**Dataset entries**
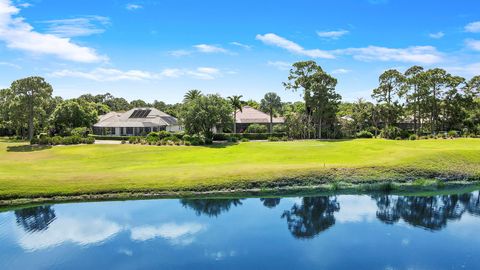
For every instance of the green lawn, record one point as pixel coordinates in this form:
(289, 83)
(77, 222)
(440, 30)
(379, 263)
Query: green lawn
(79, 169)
---
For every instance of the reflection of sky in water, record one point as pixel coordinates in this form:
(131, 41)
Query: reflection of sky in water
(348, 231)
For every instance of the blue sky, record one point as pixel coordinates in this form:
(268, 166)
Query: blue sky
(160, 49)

**REQUIRED ACTION**
The word "pixel" appears in some lines of the records. Please work out how many and reply with that number only.

**REPLY**
3